Entries provided:
================

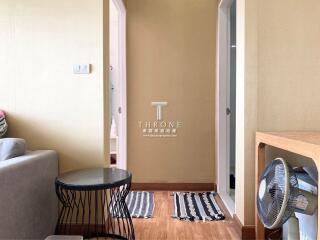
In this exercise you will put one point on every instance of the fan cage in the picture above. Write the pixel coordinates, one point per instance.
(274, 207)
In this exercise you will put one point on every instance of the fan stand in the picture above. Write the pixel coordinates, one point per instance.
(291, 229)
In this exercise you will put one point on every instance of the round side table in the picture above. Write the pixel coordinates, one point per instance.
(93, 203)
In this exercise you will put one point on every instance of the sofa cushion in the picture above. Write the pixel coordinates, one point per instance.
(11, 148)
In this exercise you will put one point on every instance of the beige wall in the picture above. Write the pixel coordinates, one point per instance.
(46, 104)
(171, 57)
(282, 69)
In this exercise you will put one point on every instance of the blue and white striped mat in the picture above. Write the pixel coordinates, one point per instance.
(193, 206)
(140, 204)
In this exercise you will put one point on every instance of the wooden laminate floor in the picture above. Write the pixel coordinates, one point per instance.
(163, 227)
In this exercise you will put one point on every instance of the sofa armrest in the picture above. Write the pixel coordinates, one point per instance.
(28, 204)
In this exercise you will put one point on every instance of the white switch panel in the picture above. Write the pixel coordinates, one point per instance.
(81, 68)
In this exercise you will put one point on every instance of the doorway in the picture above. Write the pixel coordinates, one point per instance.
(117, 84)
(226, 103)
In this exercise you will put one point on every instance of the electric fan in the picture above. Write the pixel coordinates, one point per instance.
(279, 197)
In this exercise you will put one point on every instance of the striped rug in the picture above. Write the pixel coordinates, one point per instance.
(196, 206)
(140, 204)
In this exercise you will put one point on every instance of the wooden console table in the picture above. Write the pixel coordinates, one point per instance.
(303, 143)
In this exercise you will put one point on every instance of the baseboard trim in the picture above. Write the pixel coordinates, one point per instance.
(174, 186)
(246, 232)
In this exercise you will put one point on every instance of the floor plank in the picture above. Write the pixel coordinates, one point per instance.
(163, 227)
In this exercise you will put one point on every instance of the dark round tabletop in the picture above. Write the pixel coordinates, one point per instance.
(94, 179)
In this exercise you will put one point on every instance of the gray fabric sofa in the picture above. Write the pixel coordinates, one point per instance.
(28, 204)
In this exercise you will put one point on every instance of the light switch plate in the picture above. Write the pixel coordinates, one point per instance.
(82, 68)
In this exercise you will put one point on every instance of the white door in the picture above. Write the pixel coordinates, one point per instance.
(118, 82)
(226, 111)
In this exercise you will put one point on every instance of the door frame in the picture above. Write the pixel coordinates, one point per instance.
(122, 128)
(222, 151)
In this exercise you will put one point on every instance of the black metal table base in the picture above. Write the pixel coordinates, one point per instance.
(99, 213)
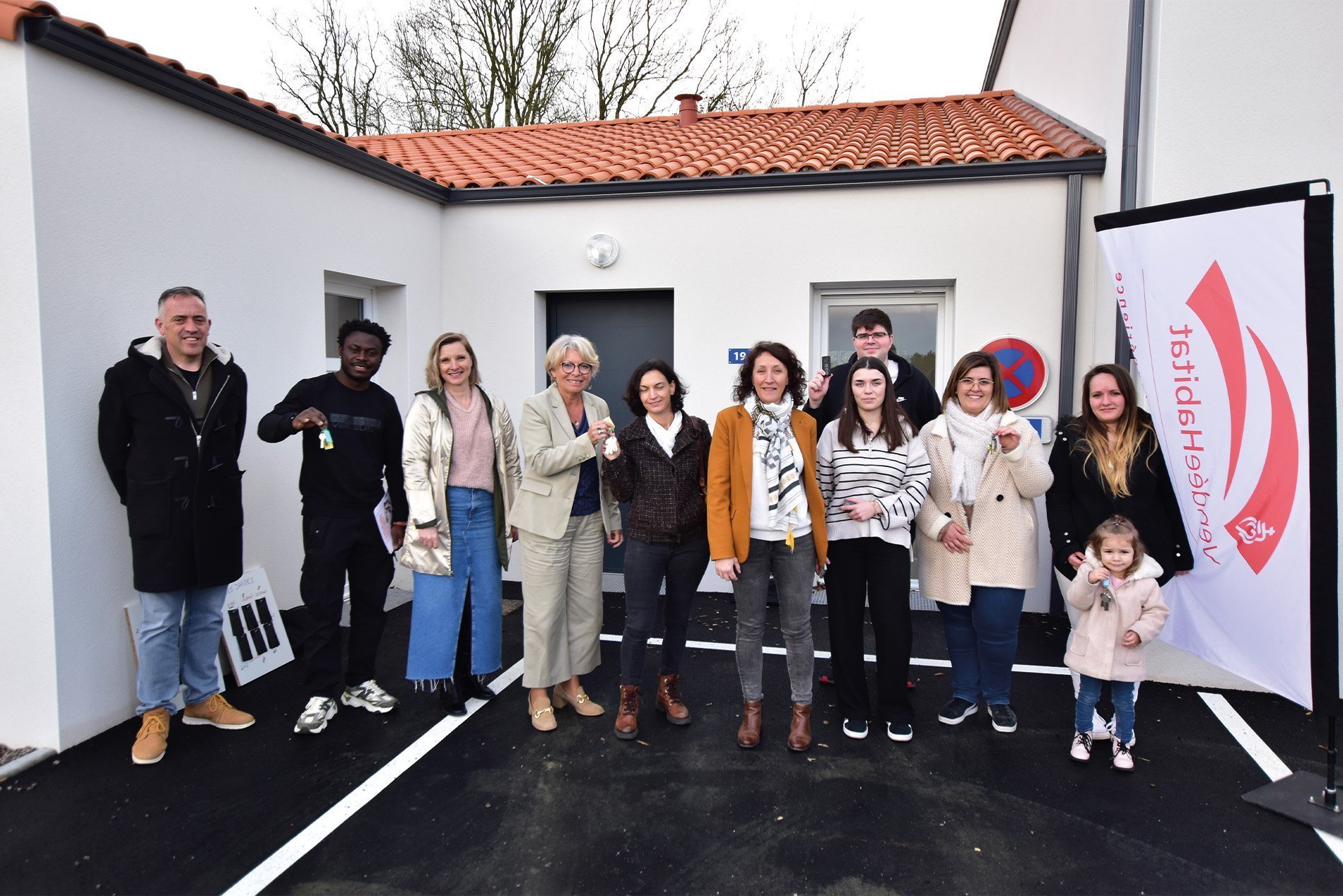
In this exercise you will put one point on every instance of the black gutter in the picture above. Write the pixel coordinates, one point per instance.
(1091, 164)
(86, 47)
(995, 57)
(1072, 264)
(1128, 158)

================

Write out the material exactly, excluding pictures.

In this exercise you will put one point on every instance of the fan cage in the picture above. Write the pixel coordinates, one point per instance.
(274, 207)
In this exercise you will put one point on every instance of the fan stand in the picture above. Write the pixel coordinates, one point per instance.
(291, 229)
In this exercise you will put one point on every instance of the round side table in the picture above. Write the pixel coordinates, one point per instance.
(93, 203)
In this exercise you will put one point on every instance of the sofa cushion in the picture above. Write the pixel coordinates, one point per instance.
(11, 148)
In this exercise you will put one point on every instance of the beige wall in the picture above. Write the pixel coordinates, one point per instance.
(46, 104)
(171, 57)
(282, 69)
In this exercise you will put one point on every instance of the blue and white striped mat in the picture above. Write the pixel coordinates, one point per instance.
(193, 206)
(140, 204)
In this exercise you will put one point on every instance of the wooden laminate floor in the picture above. Write the pixel coordinates, one point per instance.
(163, 227)
In this exercise you will put one point on every instance of the sofa armrest in the picture above. Write the pixel coordinates, one point per instance.
(28, 204)
In this exercise you will put one point on every instance of the white switch panel in the picture above. Write the pixel coordinates, one point per instance.
(81, 68)
In this exercise you will put one point on every instance of the doorway in the picture above. Write the pixel coordinates, one point per instance.
(117, 84)
(226, 103)
In this exercise you will put one point on every instance of the electric fan in the picture above. Write the pixel coordinates, one point per instance.
(279, 197)
In this exercise you will put one point on every instance of the striped rug in the picture above. Write the pixel coordinates, one point per instance.
(196, 206)
(140, 204)
In this exercise you will put one point on every instance of the wooden console table in the picture above. Write the pixel coordinates, one point per instance.
(303, 143)
In this exercise you will put one point on every instance of the baseboard trim in the picture above. Write the pixel coordinates, one point per instance.
(174, 186)
(246, 232)
In this exercise you will put one point on every instance of the floor plank in the picture above. Write the pixel coordinates, one point per instance.
(163, 227)
In this exercise you will put one point on every instance of the dark round tabletop in the picture above. Write the pixel coordinates, one point per instance.
(94, 179)
In this exercise you will put one point on every instance of the gray fabric sofa in the picture above. Write the pixel coordinates, one point per instance.
(28, 204)
In this exercise you will put one point on every instance of the light switch plate in the picture above. Write the pixel coordinates, one point per instance.
(82, 68)
In this exercise you will put one point on every instance of the white door in the picture above. Write the pixel coordinates, one point per instance.
(118, 82)
(226, 111)
In this exercise you will put one point on every instance of the door frame in the picture above. Write the pixel coordinates, one point per instance.
(122, 128)
(222, 151)
In this exercise you will put one point on every instance of the black metal table base in the picture above. Write the pixel coordinates, one point per instance.
(99, 213)
In this exercise you will put one point on every instance of the black gutter in the picture above. Write the pixel coordinates, one point per instance.
(1091, 164)
(86, 47)
(995, 57)
(1072, 264)
(1128, 158)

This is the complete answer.